#### [TEXTAUSZUG]
%%

07.04.2016 17:15 Uhr

Von "Sexmonstern" zu Meisterhelden

Die Leicester-Fans beim letzten Europacup-Auftritt in Wien-Hütteldorf
Die Leicester-Fans beim letzten Europacup-Auftritt in Wien-Hütteldorf

Leicester City steht kurz vor dem großen Triumph. Im Vorjahr fast abgestiegen und nun vor dem Sensationstitel in der englischen Premier League. Ein Verein, der sein letztes Europacup-Spiel in Wien-Hütteldorf absolvierte und dessen Spieler vor nicht allzu langer Zeit als Partydeppen sowie "Sexmonster" galten.

Sieben Punkte Vorsprung und nur mehr sechs Runden zu spielen. Es müsste schon mit dem Teufel zugehen, wenn sich die "Foxes" noch die Meisterschaft nehmen lassen. Da kann ÖFB-Teamkapitän Christian Fuchs, der am Donnerstag seinen 30. Geburtstag feierte, noch so auf Understatement machen: In Leicester wird bald über den Titelgewinn gejubelt.

Das Auswärtsspiel am Sonntag (ab 14:30 Uhr im weltfussball-Liveticker) bei Abstiegskandidat Sunderland ist nur ein erneuter Zwischenschritt zum größten Triumph der Vereinsgeschichte.

Grund genug für weltfussball.at den Leicester City Football Club genau unter die Lupe zu nehmen. Einblicke abseits der grandiosen sportlichen Gegenwart. Pleiten, Pech und Pannen. Skandale. Ein Fahrstuhlverein ohne Derbygegner. Spieler, die keine Peinlichkeit ausließen. Welcome to Leicester!

"Nur gucken, nicht anfassen!" oder "Wir ham nur gschaut"

Die Vereinshistorie begann im Jahr 1884 als Leicester Fosse. Der Name ging zurück auf den Fosse Way. Eine Römerstraße, dank welcher Ratae Corieltauvorum (so die antike Bezeichnung von Leicester) ein wichtiger Punkt auf der Landkarte wurde. Zu Leicester City wurde man erst 1919 nach großen finanziellen Problemen.

%%

#### [MATERIAL]

%%

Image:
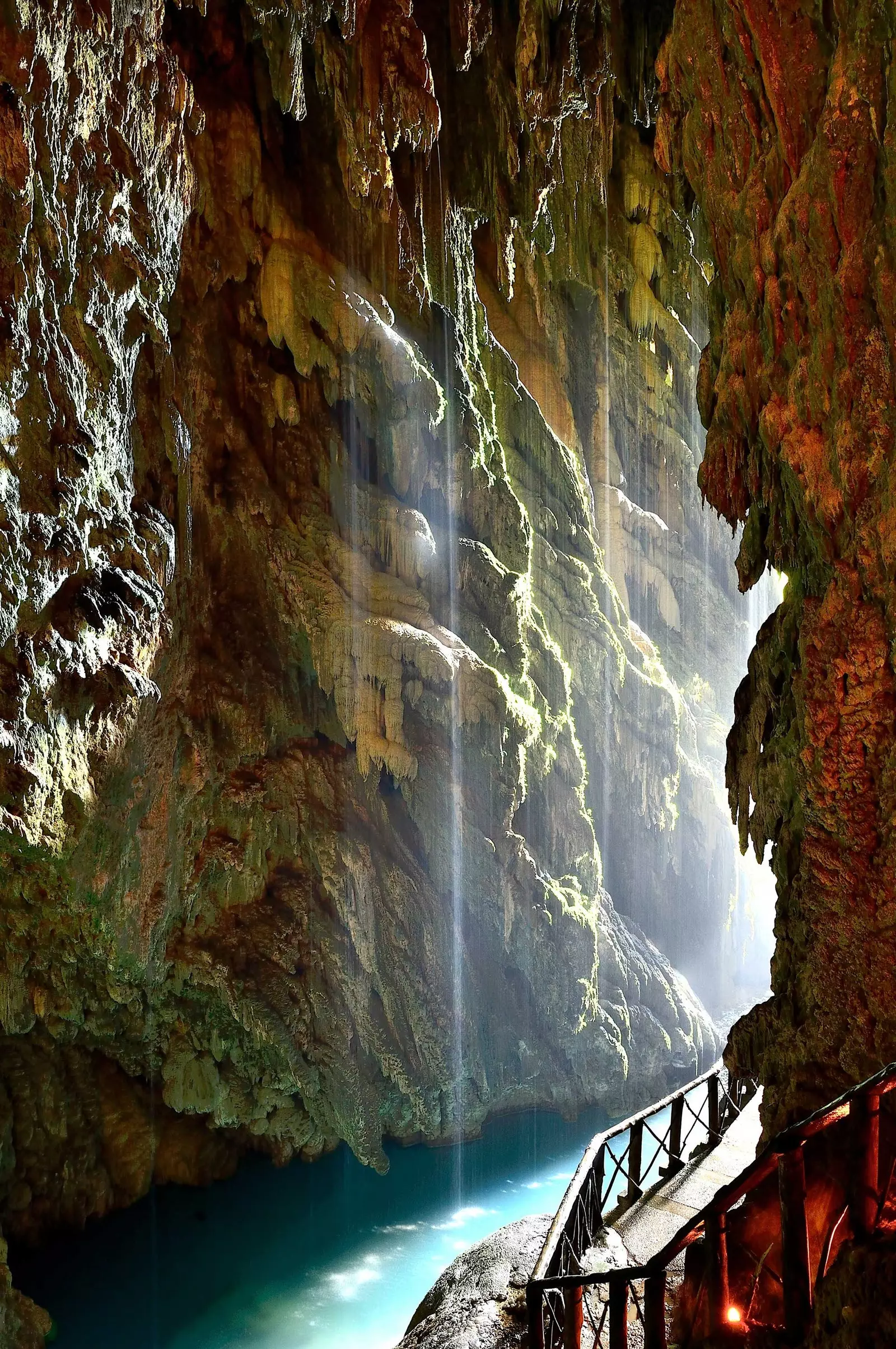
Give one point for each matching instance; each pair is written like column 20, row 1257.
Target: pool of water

%%
%%

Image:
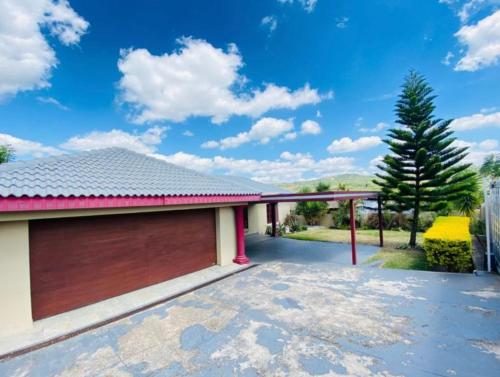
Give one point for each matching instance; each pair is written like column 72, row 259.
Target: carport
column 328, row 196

%%

Schreibe aus dem Text über Leicester City den Abschnitt von „Sieben Punkte Vorsprung“ bis einschließlich „Triumph der Vereinsgeschichte.“ wörtlich heraus.

Sieben Punkte Vorsprung und nur mehr sechs Runden zu spielen. Es müsste schon mit dem Teufel zugehen, wenn sich die "Foxes" noch die Meisterschaft nehmen lassen. Da kann ÖFB-Teamkapitän Christian Fuchs, der am Donnerstag seinen 30. Geburtstag feierte, noch so auf Understatement machen: In Leicester wird bald über den Titelgewinn gejubelt.

Das Auswärtsspiel am Sonntag (ab 14:30 Uhr im weltfussball-Liveticker) bei Abstiegskandidat Sunderland ist nur ein erneuter Zwischenschritt zum größten Triumph der Vereinsgeschichte.